## Exercise
Count the lines in the listing below that contain the word "coffee". Reply with that number only.

[Collected data entries]
--

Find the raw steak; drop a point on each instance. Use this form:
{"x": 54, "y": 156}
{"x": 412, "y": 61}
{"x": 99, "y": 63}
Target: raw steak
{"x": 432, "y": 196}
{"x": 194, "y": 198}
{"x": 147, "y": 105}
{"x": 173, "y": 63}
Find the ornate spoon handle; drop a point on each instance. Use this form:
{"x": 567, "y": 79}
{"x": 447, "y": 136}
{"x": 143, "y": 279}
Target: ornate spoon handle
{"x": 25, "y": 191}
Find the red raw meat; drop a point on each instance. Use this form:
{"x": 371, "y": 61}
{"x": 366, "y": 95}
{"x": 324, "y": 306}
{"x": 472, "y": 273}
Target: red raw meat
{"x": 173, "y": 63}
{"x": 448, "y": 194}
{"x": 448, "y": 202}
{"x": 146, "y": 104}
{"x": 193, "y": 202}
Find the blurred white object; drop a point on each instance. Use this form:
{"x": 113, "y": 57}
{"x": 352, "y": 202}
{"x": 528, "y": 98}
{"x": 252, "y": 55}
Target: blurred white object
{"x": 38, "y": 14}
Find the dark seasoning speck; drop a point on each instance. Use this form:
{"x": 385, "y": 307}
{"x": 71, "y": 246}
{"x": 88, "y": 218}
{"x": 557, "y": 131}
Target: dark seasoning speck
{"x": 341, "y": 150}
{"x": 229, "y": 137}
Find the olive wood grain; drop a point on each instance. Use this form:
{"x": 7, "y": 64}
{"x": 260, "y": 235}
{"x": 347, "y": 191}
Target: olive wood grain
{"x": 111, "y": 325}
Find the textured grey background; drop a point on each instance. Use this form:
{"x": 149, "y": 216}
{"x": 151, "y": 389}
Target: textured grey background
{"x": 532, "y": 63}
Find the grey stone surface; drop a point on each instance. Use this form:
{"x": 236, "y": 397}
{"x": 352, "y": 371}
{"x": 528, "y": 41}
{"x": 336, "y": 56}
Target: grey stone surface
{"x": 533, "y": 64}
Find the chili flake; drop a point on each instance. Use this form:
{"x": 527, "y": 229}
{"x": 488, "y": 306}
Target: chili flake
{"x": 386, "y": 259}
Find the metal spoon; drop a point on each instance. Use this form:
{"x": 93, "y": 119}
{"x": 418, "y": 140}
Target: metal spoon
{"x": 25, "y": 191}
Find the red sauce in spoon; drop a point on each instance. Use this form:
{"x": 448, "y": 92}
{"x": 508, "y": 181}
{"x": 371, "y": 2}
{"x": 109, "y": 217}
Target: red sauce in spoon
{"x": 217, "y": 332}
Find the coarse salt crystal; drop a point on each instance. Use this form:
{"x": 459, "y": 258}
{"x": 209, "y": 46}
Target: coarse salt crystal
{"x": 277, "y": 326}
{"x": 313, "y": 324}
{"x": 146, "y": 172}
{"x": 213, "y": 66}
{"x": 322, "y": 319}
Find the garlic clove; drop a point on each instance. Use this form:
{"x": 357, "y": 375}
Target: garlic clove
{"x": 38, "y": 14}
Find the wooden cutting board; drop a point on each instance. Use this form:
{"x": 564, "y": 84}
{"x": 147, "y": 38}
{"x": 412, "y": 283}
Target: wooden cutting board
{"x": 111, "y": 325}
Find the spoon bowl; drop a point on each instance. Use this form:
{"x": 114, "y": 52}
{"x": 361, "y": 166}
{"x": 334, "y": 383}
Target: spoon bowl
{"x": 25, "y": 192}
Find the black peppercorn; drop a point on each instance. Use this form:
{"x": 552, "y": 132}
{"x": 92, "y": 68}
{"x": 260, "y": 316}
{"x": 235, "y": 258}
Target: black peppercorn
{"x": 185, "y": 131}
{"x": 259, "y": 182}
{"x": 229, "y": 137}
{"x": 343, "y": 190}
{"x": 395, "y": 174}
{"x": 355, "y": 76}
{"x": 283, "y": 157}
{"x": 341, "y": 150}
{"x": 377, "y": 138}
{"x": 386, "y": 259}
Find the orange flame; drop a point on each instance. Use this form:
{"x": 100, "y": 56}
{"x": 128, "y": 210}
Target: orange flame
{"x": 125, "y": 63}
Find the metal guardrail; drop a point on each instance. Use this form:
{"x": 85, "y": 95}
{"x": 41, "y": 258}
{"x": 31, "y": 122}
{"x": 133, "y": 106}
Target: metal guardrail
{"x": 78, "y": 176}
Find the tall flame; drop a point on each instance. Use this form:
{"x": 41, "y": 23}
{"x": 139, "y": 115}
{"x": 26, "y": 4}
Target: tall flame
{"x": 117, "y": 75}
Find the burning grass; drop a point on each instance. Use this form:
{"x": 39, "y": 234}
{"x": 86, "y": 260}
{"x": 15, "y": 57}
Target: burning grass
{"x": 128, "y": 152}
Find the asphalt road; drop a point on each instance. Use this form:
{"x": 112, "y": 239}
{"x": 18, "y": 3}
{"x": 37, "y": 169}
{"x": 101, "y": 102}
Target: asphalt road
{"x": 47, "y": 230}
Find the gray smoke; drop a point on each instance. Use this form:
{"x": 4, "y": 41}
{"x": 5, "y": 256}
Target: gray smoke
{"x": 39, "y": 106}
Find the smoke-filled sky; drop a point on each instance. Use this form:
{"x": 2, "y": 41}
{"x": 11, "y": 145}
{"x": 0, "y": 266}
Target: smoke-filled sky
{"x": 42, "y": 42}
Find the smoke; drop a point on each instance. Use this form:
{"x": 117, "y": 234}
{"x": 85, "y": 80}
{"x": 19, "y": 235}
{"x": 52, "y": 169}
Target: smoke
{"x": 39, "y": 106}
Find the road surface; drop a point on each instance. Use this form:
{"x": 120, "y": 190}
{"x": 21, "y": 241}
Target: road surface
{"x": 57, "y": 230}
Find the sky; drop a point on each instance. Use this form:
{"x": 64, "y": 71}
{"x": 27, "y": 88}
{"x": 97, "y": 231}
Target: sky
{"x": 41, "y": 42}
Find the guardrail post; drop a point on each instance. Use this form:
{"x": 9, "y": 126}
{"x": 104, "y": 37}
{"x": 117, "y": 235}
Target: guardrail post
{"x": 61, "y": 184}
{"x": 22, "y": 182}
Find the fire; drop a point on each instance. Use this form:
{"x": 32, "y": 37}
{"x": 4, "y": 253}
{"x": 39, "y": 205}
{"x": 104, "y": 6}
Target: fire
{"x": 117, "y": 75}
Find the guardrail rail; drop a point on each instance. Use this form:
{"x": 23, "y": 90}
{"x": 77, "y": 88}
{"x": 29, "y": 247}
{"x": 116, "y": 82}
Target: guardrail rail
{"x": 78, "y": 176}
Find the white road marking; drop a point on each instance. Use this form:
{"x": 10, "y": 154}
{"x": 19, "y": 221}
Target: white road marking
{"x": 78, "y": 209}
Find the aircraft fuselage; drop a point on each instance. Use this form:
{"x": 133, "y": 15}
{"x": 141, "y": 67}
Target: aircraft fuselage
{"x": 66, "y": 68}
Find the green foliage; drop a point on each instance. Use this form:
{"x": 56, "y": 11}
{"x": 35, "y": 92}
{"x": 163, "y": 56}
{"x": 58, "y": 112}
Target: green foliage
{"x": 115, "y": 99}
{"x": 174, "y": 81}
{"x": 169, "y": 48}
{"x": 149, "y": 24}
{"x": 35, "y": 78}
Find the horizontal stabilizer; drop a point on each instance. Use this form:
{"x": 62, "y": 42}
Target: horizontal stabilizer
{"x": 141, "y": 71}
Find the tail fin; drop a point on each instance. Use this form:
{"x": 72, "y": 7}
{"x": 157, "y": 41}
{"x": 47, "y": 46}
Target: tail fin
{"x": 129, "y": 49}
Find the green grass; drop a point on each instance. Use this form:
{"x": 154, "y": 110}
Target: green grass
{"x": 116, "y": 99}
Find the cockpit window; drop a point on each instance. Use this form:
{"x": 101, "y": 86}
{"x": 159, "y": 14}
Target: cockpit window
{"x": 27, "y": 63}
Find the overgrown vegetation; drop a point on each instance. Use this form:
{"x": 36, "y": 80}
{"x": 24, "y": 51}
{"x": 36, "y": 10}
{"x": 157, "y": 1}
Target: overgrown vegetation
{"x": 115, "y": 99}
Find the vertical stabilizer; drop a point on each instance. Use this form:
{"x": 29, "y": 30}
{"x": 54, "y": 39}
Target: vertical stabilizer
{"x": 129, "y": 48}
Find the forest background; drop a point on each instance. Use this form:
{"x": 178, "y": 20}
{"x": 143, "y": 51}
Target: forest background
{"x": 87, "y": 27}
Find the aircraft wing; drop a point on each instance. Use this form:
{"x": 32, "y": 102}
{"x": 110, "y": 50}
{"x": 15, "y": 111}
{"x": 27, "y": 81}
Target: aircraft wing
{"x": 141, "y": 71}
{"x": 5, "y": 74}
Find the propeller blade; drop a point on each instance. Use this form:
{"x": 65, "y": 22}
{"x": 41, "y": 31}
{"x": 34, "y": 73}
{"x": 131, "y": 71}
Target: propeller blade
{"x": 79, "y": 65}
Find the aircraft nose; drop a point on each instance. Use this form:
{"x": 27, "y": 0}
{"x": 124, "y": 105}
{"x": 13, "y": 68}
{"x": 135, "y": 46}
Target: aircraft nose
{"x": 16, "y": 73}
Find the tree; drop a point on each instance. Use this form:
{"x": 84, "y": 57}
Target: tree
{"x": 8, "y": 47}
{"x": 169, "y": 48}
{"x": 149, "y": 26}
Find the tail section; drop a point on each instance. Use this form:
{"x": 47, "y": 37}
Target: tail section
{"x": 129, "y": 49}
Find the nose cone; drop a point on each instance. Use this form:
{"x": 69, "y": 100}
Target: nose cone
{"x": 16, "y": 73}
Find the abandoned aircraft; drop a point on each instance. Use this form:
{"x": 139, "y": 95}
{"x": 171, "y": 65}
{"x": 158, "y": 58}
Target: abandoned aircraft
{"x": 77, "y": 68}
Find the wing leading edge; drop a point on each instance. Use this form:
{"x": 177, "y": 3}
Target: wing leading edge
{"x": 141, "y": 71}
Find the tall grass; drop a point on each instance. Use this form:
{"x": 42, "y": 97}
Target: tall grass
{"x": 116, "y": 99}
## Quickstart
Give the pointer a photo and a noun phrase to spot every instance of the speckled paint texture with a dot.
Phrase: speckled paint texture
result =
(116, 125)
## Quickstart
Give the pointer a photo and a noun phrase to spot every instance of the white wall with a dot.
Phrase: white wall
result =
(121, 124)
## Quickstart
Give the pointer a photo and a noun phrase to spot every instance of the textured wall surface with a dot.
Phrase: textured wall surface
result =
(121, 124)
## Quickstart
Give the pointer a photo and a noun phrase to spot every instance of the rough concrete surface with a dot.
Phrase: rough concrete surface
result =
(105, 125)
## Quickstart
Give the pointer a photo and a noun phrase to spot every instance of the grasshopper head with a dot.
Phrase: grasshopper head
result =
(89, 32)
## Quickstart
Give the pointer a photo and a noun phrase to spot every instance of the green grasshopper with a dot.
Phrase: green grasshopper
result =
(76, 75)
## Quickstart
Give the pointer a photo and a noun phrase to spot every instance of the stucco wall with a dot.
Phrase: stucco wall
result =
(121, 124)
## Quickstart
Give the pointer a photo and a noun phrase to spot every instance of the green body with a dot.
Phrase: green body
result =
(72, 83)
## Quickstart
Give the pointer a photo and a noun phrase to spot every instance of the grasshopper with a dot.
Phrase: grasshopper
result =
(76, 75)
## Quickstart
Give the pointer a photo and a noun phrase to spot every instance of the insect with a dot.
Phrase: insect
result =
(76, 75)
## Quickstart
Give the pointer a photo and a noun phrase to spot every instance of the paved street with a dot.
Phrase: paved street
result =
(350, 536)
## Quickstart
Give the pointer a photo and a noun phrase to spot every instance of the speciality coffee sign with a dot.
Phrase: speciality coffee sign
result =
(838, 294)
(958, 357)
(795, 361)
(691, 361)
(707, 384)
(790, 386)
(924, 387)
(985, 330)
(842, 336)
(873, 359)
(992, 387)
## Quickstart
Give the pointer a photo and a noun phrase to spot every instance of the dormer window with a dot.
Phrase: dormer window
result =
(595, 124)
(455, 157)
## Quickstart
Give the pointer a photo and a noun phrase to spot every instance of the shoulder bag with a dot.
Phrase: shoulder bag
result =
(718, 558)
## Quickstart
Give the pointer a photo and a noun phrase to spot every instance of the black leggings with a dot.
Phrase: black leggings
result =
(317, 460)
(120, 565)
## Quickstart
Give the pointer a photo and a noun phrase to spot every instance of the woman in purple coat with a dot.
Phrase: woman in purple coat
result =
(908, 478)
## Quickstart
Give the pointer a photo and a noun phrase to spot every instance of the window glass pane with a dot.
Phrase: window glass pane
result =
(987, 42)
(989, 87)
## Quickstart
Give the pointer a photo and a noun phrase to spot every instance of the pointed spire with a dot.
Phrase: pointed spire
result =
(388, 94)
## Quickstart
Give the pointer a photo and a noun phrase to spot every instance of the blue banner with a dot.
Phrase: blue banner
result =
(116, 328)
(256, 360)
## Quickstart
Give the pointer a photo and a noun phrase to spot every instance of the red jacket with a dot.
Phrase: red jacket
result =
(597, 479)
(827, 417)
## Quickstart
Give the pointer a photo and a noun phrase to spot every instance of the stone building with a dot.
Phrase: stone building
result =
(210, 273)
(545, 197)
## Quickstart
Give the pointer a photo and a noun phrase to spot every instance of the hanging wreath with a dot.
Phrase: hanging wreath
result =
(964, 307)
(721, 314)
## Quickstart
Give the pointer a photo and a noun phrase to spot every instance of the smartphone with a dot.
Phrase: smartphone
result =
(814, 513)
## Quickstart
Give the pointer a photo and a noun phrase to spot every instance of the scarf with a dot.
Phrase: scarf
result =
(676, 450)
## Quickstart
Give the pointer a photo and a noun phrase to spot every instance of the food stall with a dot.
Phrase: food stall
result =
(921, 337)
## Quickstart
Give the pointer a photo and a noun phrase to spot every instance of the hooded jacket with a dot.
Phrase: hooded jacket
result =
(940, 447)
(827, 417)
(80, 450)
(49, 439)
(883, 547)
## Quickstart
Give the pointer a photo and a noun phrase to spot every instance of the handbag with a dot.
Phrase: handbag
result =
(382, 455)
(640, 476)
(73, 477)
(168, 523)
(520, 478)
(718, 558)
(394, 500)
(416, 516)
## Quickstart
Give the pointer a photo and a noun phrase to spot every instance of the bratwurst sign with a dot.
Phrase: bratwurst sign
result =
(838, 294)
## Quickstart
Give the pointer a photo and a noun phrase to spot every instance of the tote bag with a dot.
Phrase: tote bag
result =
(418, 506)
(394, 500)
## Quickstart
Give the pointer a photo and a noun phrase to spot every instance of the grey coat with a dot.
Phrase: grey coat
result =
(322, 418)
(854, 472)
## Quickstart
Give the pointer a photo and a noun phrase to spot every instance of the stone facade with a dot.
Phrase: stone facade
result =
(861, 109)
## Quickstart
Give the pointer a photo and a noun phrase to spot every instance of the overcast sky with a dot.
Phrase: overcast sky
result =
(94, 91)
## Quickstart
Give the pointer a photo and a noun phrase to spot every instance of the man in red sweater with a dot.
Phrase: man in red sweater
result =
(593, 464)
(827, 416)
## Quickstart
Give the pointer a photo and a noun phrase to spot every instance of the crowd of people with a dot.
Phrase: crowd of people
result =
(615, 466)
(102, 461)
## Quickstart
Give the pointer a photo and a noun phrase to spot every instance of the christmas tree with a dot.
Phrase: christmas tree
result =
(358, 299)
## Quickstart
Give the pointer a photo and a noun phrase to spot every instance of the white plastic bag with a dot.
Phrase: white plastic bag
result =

--

## Problem solution
2